Source:
Ogg Theora Cook Book

Hosting on your own site

Like images or HTML pages you can put your Theora videos on your own webserver. 

Mime Types

For videos to work they have to be served with the right mime type.

A mime type is the name given to a way of identifying different file types delivered over the Internet. This information is usually delivered with the data. The extra information identifying what kind of information is being delivered is usually not readable by humans, but is interpreted by software so that the right kind of data is delivered and processed by the right kind of software. The information is sent in the header of the transported data.

A header is a small amount of meta data sent by one software to another which describes the kind of information being transported. Typical header information includes the length, destination, mime type etc.

Mime types have two parts - the type and subtype (although the two together is just referred to simply as a 'type'). The type is written in the form type/subtype. There are only four categories of type - audio, video, text, and application. There are innumerable subtypes.

The right mime type for Theora video is 'video/ogg'.

A current server should send the right information.  If your server does not send the right headers, you have to change the configuration of your webserver. However, you should first consider if you know enough about configuring web services. If you are not feeling confident about this then perhaps enlist the support of a friendly techie. Assuming you are using the Apache webserver (the most popular webserver on the web), and you feel confident to change the server configuration, there are two ways you can do this :

  1. you can add two lines to your Apache webserver configuration
  2. you might be able to provide the extra settings by placing a .htaccess file in your video folder

For the first strategy you need access to your web server configuration file (httpd.conf). In this case all files being delivered by your webserver will send the correct information. This is the best solution. However if you do not have access to your webserver configuration files (for example, if you are using a shared hosting service) then you may wish to try the second strategy. The second strategy will only effect the video being served from the same folder that you put the .htaccess file.

For both strategies you need to enter this information in the appropriate file:

AddType video/ogg          .ogv AddType application/ogg    .ogg

For httpd.conf and .htaccess files you can place this information at the end of the file.  If you do not have an .htaccess file you can just create a blank file and add this information (no other information is required).

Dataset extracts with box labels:
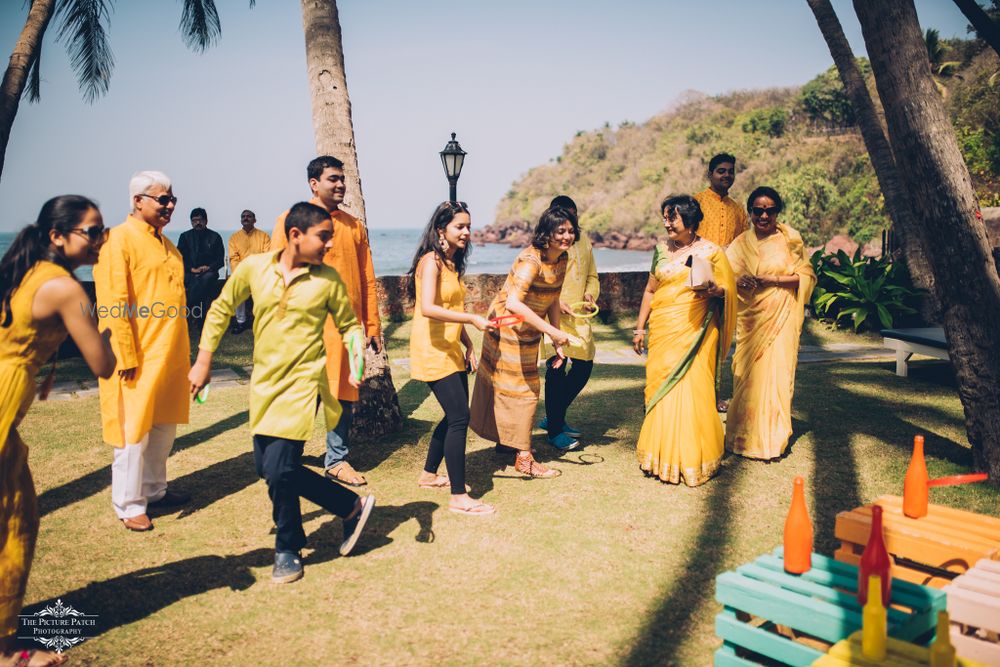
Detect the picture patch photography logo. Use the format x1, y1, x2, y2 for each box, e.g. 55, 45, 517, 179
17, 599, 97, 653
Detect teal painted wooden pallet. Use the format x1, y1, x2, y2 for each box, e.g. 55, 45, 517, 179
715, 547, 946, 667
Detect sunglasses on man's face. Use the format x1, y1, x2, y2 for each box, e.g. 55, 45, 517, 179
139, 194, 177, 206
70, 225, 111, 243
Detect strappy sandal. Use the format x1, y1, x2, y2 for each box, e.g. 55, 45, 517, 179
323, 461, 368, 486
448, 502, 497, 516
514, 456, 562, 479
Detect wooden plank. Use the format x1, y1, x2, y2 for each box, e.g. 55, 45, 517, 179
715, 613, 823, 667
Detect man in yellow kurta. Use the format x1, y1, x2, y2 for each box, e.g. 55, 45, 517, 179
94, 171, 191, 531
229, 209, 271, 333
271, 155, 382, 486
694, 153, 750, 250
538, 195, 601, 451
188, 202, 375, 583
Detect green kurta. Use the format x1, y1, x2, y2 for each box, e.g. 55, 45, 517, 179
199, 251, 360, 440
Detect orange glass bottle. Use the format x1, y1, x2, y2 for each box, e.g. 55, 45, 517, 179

==

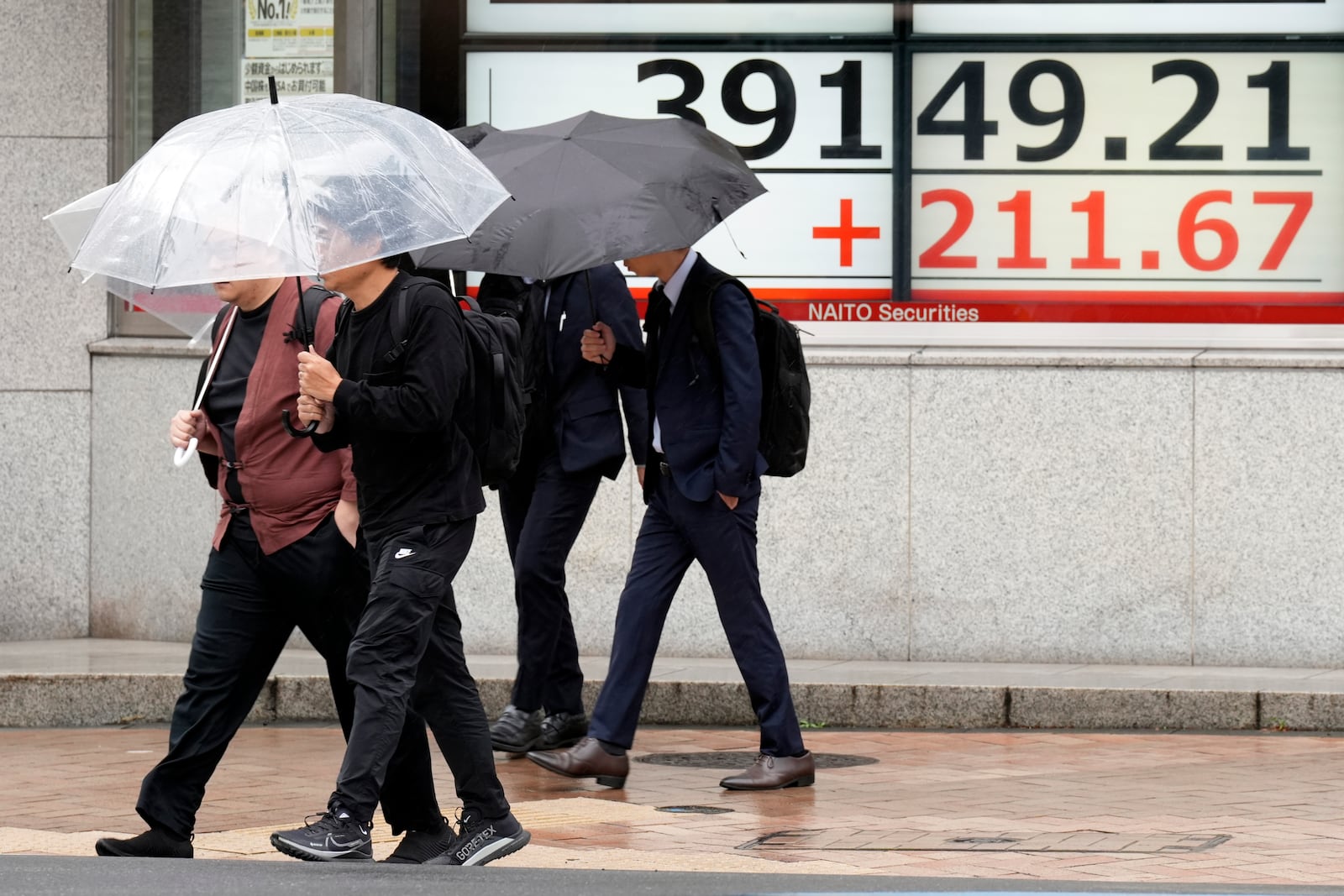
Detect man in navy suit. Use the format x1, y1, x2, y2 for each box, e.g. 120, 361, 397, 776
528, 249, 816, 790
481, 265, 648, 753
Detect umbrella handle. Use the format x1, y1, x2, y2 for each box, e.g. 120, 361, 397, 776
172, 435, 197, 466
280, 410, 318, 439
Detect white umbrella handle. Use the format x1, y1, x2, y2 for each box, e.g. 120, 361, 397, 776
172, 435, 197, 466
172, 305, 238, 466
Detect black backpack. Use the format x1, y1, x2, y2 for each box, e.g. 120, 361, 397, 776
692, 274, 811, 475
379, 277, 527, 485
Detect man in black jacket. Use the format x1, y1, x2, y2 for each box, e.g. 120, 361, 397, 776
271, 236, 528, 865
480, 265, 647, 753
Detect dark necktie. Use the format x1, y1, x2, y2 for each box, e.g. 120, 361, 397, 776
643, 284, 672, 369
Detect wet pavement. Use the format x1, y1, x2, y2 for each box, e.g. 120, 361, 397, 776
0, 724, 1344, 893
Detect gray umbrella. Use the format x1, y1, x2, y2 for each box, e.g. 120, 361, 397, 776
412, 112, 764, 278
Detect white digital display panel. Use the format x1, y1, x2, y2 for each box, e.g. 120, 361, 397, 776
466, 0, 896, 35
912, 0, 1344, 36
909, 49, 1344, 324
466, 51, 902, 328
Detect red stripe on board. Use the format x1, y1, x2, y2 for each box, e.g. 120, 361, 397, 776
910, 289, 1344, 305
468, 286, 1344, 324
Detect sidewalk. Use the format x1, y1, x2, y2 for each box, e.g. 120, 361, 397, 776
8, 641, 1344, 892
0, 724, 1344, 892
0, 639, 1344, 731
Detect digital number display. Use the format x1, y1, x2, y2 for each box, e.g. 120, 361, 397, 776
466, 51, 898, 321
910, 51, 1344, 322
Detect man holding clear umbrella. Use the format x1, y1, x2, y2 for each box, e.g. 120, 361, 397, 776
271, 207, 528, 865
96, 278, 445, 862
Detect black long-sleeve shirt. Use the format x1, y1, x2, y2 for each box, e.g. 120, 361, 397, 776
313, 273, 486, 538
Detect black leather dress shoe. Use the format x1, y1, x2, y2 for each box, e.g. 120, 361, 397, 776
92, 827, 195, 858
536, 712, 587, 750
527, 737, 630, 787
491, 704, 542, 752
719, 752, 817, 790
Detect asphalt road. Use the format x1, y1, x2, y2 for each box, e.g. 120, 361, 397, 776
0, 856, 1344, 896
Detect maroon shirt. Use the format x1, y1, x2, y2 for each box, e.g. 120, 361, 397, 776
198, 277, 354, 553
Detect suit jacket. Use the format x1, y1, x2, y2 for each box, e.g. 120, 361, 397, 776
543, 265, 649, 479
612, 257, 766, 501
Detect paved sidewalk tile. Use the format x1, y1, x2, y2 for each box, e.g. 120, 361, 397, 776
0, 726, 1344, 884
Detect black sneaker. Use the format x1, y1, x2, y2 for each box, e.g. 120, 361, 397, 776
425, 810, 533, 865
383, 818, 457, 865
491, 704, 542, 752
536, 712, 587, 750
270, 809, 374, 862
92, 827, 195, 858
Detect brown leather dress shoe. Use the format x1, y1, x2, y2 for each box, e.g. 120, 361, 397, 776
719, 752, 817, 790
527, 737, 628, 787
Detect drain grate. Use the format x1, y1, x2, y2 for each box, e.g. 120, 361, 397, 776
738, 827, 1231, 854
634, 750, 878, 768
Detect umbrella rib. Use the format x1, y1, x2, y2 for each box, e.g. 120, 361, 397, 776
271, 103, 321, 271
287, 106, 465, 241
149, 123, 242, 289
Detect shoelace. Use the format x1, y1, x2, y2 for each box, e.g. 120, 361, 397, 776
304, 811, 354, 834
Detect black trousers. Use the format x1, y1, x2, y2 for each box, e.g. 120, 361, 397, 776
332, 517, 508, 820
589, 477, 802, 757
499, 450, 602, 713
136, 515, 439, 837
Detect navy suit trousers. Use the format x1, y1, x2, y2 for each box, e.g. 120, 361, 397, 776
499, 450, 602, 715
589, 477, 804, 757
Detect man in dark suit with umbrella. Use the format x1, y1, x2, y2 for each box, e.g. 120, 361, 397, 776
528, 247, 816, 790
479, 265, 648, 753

* * *

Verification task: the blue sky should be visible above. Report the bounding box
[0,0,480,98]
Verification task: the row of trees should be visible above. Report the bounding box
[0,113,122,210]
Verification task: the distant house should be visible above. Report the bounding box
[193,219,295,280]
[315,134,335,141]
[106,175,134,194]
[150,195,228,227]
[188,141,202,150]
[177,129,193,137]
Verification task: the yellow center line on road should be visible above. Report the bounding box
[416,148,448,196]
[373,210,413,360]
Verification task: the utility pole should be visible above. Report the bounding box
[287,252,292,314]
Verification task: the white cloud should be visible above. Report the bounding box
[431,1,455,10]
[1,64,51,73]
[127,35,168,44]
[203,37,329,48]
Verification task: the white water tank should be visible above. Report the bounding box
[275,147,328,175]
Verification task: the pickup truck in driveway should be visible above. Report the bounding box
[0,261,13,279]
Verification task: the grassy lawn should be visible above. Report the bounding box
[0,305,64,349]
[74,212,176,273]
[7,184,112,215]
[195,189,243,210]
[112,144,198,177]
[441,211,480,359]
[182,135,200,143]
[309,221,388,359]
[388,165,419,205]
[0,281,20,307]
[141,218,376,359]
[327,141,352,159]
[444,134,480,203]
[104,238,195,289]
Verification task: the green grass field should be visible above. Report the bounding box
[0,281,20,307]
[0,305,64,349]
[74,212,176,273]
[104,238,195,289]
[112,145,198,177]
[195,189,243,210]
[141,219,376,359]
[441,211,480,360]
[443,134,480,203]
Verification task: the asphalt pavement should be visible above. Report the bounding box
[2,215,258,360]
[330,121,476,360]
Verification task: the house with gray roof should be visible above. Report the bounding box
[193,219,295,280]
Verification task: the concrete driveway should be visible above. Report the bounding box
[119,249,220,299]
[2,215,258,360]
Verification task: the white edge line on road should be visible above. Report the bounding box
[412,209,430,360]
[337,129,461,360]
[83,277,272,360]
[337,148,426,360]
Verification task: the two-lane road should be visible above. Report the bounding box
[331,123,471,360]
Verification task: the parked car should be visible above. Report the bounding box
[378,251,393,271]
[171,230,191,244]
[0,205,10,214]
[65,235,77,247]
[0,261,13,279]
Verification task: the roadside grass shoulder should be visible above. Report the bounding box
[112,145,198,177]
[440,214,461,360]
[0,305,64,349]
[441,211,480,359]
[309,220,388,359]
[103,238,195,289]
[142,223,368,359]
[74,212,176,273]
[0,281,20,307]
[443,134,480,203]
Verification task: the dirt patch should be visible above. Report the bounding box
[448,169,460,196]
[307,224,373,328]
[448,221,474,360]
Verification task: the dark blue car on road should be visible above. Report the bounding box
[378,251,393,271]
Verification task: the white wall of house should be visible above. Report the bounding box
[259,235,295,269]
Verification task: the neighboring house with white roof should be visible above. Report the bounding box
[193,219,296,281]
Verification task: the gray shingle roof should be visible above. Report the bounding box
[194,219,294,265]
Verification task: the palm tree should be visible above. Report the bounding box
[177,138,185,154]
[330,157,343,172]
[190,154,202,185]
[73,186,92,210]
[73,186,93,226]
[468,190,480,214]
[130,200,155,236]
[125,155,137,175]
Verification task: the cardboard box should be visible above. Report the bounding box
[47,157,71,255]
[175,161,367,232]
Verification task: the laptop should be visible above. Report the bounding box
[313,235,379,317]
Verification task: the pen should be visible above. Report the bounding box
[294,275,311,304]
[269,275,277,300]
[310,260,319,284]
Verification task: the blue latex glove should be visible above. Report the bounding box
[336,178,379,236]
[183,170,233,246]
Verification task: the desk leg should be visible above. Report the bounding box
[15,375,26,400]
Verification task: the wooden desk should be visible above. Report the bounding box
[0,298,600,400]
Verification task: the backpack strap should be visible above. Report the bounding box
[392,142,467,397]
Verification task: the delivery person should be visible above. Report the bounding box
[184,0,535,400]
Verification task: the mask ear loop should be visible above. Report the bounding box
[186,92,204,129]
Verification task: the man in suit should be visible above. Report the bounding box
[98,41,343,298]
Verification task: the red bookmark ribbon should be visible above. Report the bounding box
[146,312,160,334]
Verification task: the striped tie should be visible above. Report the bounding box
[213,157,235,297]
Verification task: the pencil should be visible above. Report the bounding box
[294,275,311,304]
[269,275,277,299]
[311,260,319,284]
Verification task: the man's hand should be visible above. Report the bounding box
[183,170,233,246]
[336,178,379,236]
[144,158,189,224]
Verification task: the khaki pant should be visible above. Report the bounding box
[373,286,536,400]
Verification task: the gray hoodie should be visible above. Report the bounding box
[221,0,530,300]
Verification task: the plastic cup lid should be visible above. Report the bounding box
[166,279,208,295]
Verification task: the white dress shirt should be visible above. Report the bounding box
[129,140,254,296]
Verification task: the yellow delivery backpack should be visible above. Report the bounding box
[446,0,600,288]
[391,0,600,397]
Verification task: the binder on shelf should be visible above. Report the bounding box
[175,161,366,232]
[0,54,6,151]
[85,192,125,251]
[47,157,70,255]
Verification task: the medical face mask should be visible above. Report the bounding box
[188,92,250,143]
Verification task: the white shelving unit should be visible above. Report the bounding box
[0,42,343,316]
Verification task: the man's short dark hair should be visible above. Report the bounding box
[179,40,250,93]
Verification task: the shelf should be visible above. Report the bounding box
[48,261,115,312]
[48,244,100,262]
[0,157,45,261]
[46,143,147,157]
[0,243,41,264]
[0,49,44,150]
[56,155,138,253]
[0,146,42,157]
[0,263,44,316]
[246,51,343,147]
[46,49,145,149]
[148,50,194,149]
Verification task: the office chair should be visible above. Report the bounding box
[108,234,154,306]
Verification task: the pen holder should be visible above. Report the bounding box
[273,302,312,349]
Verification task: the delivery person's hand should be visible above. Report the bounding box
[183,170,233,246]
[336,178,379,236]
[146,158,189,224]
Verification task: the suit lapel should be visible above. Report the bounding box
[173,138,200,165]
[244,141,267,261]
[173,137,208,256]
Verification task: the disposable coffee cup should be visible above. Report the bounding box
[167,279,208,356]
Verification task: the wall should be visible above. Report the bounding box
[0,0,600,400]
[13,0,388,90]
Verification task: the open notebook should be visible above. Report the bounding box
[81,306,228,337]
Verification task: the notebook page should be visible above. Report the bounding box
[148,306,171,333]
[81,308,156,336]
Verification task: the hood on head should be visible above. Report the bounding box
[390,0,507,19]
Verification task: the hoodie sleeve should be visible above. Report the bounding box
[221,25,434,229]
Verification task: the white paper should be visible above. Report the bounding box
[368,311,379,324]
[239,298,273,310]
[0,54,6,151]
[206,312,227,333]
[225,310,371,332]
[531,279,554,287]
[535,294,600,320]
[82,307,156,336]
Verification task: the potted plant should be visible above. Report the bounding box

Problems and tasks:
1 – Name the categories of mime type that the hosting guide says exist.
2 – Reproduce the stretch of the hosting guide from "Mime types have" through "are innumerable subtypes.".
None of the rows above are needed for any of this.

Exercise solutions:
1 – audio, video, text, application

2 –
Mime types have two parts - the type and subtype (although the two together is just referred to simply as a 'type'). The type is written in the form type/subtype. There are only four categories of type - audio, video, text, and application. There are innumerable subtypes.